* begin PAGE EXTRACT *

This statement is vastly inaccurate. The F-35 has 12 other countries buying the aircraft.

First of all, it is no surprise Israel is getting some V-22’s, courtesy of the US taxpayers. Hence — that’s not much of a “sale”.

However, given the tone of the discussion w/r/t V-22’s being based in Okinawa in the recent past, it is a surprise to have Japan interested in purchasing them. China’s diplomatic blundering (unless they have a strategy that seemingly makes no sense whatsoever) is causing the western pacific nations to increase their military spending and unite against their diplomatic aggression.

Regarding the F-35 purchases and the recently released inspector general’s scathing report regarding the plane and the putridly run program would appear to make little sense. That said, the article doesn’t specify which F-35 variant they’re going to buy. Japan doesn’t have large-deck carriers, so the C/carrier version is unlikely. That leaves the B and A variants — with the A only being good for runways. I’d guess they’d buy a mix of A’s and B’s, as the B’s will be useful should they need to land on the deck of one of their “helicopter destroyers”, or to station a few on one of the disputed islands.

I hear they are going to buy the Maginot Line from France too. If that doesn’t make them safe from China’s aggression, nothing will.

Japan has long been identified as planning to procure up to 42 F-35A models. Never have they been shown to be in the market for the VSTOL –B variants, and the large deck “destroyers” they have built & are building haven’t been shown as being able to accommodate F-35Bs. The –A models are projected to replace a portion of the JASDF’s F-4 Phantom IIs

I’m sure some chinese fanboys will be along to explain how freaking their adversaries out and giving them time to arm themselves with more and newer weapon systems is all part of their “long view” and their devious superior master plan to dominate the region. Ahh yes, I see it clearly now, alarm everyone with aggressive strategic moves and make them rally together, organize and arm themselves better. Sheer military brilliance.…

Can someone provide a run down on the history of the disputes islands over which this buildup is targeted to defend? I thought Japan’s claim was based on their pre-WW2 agression occupation? Who owned the islands before Japan? China? Tawain?

* end PAGE EXTRACT *
* begin INFORMATION SHOWN *

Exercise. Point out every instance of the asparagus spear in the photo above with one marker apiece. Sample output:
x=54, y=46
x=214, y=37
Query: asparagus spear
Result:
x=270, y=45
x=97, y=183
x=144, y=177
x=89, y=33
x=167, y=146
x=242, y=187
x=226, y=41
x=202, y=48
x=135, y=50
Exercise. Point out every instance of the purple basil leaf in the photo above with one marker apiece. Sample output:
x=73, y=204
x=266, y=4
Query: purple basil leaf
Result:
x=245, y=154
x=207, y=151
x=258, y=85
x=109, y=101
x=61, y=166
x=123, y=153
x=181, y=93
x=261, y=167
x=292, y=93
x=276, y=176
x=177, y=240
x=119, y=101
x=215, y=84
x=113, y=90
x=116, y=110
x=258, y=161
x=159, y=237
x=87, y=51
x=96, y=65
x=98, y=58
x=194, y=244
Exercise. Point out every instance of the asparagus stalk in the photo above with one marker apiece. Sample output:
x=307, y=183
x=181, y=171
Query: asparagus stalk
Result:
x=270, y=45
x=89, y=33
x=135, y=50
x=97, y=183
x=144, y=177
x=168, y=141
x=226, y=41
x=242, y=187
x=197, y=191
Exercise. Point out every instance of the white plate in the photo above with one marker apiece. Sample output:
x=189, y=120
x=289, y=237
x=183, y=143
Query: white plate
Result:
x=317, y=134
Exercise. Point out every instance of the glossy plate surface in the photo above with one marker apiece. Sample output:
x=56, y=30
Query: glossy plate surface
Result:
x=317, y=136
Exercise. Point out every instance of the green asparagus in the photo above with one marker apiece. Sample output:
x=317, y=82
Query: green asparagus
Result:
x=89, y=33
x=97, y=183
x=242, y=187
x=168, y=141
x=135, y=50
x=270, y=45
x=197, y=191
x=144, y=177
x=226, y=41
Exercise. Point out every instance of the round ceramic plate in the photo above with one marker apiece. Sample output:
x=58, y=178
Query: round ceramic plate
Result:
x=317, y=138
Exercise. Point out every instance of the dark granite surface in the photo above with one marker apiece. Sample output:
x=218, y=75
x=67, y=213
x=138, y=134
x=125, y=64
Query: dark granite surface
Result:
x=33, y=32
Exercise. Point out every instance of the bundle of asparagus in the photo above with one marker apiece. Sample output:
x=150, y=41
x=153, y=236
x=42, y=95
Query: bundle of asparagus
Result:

* end INFORMATION SHOWN *

» STATED GOAL
In the comments on Japan's aircraft purchases, how many F-35A models is Japan said to have long planned to procure? The stored dataset items are material kept apart from the comments on Japan's aircraft purchases.

» EXERCISE SOLUTION
Up to 42.